* **Given information**
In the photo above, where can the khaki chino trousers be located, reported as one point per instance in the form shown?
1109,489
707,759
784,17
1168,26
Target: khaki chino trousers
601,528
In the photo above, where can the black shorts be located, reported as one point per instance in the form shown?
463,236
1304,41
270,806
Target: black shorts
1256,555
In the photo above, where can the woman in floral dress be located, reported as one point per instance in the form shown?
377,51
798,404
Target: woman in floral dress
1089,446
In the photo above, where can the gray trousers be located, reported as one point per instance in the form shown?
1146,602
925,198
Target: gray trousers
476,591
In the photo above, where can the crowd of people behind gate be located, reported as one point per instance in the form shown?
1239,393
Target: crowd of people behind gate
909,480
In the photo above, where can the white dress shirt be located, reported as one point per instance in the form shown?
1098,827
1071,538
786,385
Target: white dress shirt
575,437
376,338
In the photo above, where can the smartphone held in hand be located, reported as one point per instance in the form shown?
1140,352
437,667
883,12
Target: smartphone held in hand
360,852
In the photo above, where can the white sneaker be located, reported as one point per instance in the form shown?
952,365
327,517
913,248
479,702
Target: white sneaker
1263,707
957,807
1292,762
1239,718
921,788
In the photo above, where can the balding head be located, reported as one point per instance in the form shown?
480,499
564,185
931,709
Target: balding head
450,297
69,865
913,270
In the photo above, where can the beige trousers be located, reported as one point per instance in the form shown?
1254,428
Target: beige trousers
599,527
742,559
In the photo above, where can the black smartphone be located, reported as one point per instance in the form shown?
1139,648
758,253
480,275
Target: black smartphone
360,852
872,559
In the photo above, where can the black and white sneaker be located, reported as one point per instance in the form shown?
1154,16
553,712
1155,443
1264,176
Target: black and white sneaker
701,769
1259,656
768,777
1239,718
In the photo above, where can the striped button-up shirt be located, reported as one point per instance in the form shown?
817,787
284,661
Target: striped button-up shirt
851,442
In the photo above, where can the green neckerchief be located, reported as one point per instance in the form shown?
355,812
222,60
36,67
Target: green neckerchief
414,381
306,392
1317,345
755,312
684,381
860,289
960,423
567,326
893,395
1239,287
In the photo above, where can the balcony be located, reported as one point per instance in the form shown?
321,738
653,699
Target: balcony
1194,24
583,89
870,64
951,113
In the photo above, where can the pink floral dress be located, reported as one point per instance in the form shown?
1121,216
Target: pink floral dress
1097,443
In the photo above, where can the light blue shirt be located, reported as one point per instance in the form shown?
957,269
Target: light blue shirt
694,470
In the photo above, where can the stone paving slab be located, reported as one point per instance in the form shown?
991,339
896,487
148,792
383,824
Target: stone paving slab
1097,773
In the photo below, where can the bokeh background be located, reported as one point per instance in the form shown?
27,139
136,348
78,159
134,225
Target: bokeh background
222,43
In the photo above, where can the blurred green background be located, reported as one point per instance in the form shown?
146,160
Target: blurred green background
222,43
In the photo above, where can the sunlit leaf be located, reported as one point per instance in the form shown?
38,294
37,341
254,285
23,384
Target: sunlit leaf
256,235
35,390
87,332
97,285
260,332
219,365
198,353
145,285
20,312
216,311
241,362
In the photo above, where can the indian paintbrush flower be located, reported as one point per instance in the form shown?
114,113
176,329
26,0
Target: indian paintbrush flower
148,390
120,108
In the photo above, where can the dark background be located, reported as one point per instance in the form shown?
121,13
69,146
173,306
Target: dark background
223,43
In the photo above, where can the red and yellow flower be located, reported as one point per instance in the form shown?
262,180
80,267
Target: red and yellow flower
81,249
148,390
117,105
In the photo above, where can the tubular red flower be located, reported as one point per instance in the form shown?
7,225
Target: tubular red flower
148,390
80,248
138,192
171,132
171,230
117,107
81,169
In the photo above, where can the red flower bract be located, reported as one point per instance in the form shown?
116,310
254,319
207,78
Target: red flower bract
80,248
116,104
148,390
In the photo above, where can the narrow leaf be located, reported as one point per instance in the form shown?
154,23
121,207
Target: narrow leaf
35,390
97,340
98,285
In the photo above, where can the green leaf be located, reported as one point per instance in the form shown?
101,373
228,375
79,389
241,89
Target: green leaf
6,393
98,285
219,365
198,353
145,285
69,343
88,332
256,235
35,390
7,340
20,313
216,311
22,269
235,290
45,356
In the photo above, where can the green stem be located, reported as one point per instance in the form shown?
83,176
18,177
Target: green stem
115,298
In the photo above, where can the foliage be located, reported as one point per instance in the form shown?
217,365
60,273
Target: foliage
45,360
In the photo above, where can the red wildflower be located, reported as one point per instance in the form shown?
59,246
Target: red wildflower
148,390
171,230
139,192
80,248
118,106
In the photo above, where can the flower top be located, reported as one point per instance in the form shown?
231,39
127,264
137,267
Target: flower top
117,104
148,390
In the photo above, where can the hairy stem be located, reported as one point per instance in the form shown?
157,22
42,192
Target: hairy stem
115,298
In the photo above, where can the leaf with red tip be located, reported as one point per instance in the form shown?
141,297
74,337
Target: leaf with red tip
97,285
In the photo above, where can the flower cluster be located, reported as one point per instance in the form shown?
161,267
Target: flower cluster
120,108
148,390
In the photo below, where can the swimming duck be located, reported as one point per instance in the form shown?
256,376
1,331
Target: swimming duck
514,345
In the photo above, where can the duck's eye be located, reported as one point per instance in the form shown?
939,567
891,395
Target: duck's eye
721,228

* **Aim of the task**
Please quote every record above exactly as it appears.

* **Correct response**
In the photo above, where can the khaki chino trousers be located, reported as one point per instance in the form shown?
1109,489
707,759
784,17
1168,26
Target: khaki chino trousers
601,528
In the photo above, where can the black shorts be located, reported as one point per instance in the form shown?
463,236
1304,41
270,806
Target: black shorts
1256,555
In the photo above, where can the woman in floral dress be located, reported as one point per instance in the form shown?
377,51
798,404
Target: woman in floral dress
1089,446
In the photo above, where can the gray trousers be located, reported as one point per instance in the form shown?
1146,602
925,198
Target: gray trousers
476,591
In the photo above, where can the crowd of people behind gate be located, reported as one point per instance in the form shown?
1239,393
Target: crowd of people behind gate
909,480
In the photo above, where can the white dress shirt be located, reported as one point per instance in the form shown?
1098,827
1071,538
786,385
Target: white dress shirt
575,437
376,338
In the photo above, where can the smartphone held in hand be located, reported as one point per instance in the form shown?
1140,352
437,667
883,12
Target: smartphone held in hand
360,852
In the photo above, where can the white sneaker be located, reported as one point per instance in the form shown?
952,365
327,517
913,248
479,702
Target: white sneaker
1263,707
957,807
1292,762
1239,718
921,788
In the photo above, where can the balding head be located, reported as one point per instance in the form shown?
480,499
564,185
931,709
Target: balding head
450,297
69,865
913,270
In the photo above, where can the beige trousers be located, reported as one point per instance in the form shown?
1254,428
Target: beige trousers
599,527
742,559
In the photo above, where can the black smartphone be located, reported as one point per instance in the form shown?
1139,648
758,253
480,275
Target: black smartphone
360,852
872,559
In the photo above, where can the black and white sneaker be located, reported as one point per instance in the form shown?
1154,16
553,712
1155,443
1264,176
Target: black and white sneaker
701,769
1259,656
768,777
1239,718
In the photo above, where can the striped button-up shirt be located, reported as one point per instance in the form shown?
817,787
284,661
Target: striped button-up shirt
851,442
In the photo above, where can the green neckerchief be located, reported as one point per instance in the form shown?
355,812
222,60
36,67
Target: green neckerchief
414,381
306,392
1317,345
755,312
684,381
860,289
960,423
567,326
893,395
1239,287
In the photo above, where can the balcony be located, reported as one point per instance in the form shown?
321,738
653,699
Target: balcony
1194,24
583,89
870,64
951,113
In the photo above, where can the pink floral dress be located, reported as one point per instance in the form shown?
1121,216
Target: pink floral dress
1097,443
In the photo above, where can the light blue shirt be located, reported as one point per instance in the form shown?
957,269
Target: light blue shirt
694,470
In the photo above, where can the stone paving slab be located, reported as one point per instance in the form shown?
991,339
896,487
148,792
383,824
Target: stone paving slab
1097,773
In the photo below, where can the bokeh background be located, reported as one point per instance in the form shown?
27,139
136,348
78,159
134,225
Target: bokeh background
222,43
In the photo above, where can the blurred green background be located, reported as one point per instance in the form shown?
146,160
Target: blurred green background
222,43
In the photo above, where can the sunlit leaf be located, reported as one point per instance in the form shown?
38,294
37,341
254,285
23,384
Target: sunlit leaf
256,235
35,390
87,332
97,285
260,332
219,365
198,353
145,285
20,312
216,311
241,362
In the photo above, where can the indian paintbrush flower be located, reported as one point per instance in the form shown?
114,113
176,329
26,0
Target: indian paintbrush flower
148,390
120,108
In the photo above, where can the dark background be located, reported as one point per instance in the form shown?
121,13
69,146
173,306
Target: dark background
223,43
In the photo above, where can the red and yellow flower be located, reported as one point per instance in the form shown?
262,180
80,267
Target: red and yellow flower
81,249
148,390
117,105
In the photo above, where can the tubular red flower be located, reported as one point per instance in the form shown?
7,225
Target: tubular red flower
148,390
80,248
138,192
171,132
171,230
117,107
81,169
In the photo above, where can the red flower bract be located, reported as one point per instance in the form shown?
116,310
254,319
207,78
Target: red flower bract
80,248
116,104
148,390
In the photo above, where can the narrow leaf be located, reported as one point per instance in the form shown?
154,23
121,207
Target: narrow leaf
35,390
97,340
98,285
In the photo above, where can the green leaf be located, reported as one point per instance in the form shown?
101,373
228,375
79,389
241,89
Target: green leaf
6,393
98,285
219,365
198,353
145,285
69,343
88,332
256,235
35,390
7,340
20,313
216,311
22,269
235,290
45,356
In the photo above, where can the green stem be located, reported as one point per instance in the form shown?
83,176
18,177
Target: green stem
115,298
In the photo above, where can the foliage be located, reported as one point per instance in the form shown?
217,365
60,273
Target: foliage
45,360
In the photo above, where can the red wildflower be located, reported as one point per instance in the form shown?
59,246
Target: red wildflower
148,390
171,230
139,192
80,248
118,106
In the photo above, where can the flower top be located, reported as one point per instance in the form shown?
231,39
127,264
137,267
Target: flower top
117,104
148,390
In the photo above, where can the hairy stem be located, reported as one point per instance in the form shown?
157,22
42,192
Target: hairy stem
115,298
In the photo above, where can the leaf with red tip be located, reported as one point per instance in the form shown?
141,297
74,337
Target: leaf with red tip
97,285
In the photo above, where can the flower cluster be located, reported as one point per instance in the form shown?
161,267
Target: flower cluster
120,108
148,390
In the photo below, where can the swimming duck be located, reported as one point per instance in the form shown?
256,376
1,331
Target: swimming duck
514,345
In the photo above, where can the duck's eye be located, reported as one point per instance in the form shown?
939,567
891,395
Target: duck's eye
721,228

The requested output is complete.